▸ **SOURCE DOCUMENT**:
==================================================
44//! Rust standard library (and ecosystem) provides excellent in-memory data structures like `HashMap`,
45//! `BTreeMap`, `Vec`, and so on. However, if we need to index multiple fields of a data structure,
46//! we will need to build and maintain multiple data structures, and carefully write code to keep
47//! them in sync.
48//!
49//! `composable-indexes` aims to solve this problem by introducing a concept called [`Index`]es, which
50//! are composable data structures that are declared upfront and automatically kept in sync with the
51//! main collection. It's designed to be lightweight, easy to extend, and efficient.
52//!
53//! ## Collection
54//!
55//! At the core of `composable-indexes` is the [`Collection<T, Ix>`](Collection) type, which represents
56//! a collection of items of type `T`, indexed by a set of indexes `Ix`. A [`Collection`] owns the data,
57//! and the indexes hold pointers to the data in the collection. When we insert, update, or delete items
58//! in the collection, it automatically updates the indexes accordingly.
59//!
60//! When inserting an item into a [`Collection`](Collection), it returns a [`Key`](Key) which can be used to refer to
61//! the inserted item later (for updates or deletions) without resorting to a query.
62//!
63//! **Warning**: The collection can only guarantee the validity of the index as long as the items are not
64//! mutated in place. This should only be possible using interior mutability (e.g., `Cell`, `RefCell`,
65//! `Mutex`, atomics etc.). So - do not use interior mutability on the fields that are indexed. This can
66//! not only cause indexes to go out of sync, but more importantly might cause panics or undefined behaviour.
==================================================
▸ **GOAL OF THE EXERCISE**:
Answer these questions from the composable-indexes documentation:
1. What does a Collection return when an item is inserted into it?
2. What kind of mutability does the documentation warn against using on indexed fields?
3. What do the indexes hold?
==================================================
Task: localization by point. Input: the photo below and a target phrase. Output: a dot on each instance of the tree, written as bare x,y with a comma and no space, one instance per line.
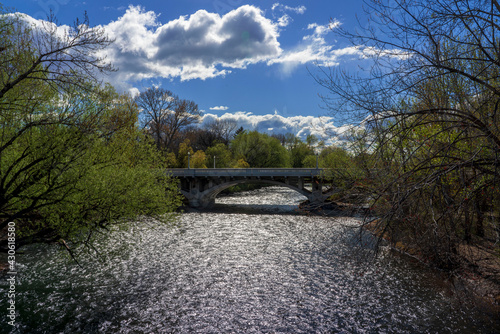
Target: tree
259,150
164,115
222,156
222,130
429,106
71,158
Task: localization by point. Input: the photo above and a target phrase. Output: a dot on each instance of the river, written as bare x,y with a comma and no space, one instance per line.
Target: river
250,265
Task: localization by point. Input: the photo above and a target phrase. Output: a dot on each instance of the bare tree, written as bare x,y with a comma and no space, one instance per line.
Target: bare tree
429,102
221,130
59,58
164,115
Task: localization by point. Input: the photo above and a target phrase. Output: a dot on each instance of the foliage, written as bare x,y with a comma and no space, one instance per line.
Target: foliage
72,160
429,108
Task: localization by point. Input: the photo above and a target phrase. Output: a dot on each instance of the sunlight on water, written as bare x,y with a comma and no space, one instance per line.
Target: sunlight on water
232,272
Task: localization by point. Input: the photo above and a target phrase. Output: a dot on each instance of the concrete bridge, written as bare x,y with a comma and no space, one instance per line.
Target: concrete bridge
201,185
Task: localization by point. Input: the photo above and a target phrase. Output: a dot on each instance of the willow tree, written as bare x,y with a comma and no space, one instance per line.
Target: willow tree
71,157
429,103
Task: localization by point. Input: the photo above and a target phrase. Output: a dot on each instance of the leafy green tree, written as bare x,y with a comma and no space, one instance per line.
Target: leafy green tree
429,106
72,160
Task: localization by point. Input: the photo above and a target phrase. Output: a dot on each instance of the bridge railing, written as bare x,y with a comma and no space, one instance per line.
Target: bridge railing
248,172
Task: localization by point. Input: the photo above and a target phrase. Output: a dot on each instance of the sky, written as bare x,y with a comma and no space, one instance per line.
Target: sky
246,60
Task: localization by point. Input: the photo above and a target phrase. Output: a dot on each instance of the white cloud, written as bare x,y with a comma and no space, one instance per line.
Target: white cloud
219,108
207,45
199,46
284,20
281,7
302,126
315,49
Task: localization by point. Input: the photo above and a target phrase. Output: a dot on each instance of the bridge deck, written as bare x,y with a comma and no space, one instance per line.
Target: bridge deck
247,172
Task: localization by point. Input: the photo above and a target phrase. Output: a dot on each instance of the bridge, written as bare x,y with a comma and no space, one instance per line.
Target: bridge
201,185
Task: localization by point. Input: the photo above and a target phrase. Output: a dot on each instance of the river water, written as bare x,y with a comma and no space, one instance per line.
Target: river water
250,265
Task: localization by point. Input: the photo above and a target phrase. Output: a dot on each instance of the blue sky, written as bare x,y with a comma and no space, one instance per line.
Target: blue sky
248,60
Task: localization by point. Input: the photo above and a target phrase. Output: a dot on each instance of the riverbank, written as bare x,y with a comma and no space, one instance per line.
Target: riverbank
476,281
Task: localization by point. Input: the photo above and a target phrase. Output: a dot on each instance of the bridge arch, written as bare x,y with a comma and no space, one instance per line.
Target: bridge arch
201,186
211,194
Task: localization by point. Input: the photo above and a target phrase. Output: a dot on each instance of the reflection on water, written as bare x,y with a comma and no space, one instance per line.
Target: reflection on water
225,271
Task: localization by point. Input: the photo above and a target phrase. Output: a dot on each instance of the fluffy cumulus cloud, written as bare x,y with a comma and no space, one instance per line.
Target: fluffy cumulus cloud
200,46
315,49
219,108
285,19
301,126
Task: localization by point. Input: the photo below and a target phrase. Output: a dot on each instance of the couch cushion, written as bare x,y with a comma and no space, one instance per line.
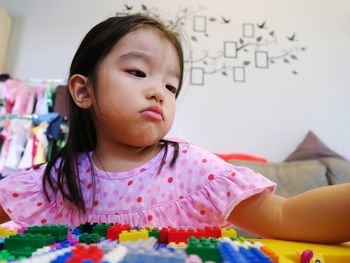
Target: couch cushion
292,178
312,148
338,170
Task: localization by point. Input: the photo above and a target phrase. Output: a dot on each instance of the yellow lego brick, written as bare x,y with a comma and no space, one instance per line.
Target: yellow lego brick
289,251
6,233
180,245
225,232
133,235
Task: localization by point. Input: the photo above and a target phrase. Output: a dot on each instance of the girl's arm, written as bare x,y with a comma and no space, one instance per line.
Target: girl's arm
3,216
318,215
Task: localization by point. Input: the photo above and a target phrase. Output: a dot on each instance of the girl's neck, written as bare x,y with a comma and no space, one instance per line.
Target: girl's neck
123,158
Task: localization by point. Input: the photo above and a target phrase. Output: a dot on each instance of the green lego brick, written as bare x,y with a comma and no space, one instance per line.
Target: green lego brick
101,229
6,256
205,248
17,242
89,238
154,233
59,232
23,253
==================================================
▸ **RESULT BELOW**:
1. A Key.
2. Interior mutability.
3. Pointers to the data in the collection.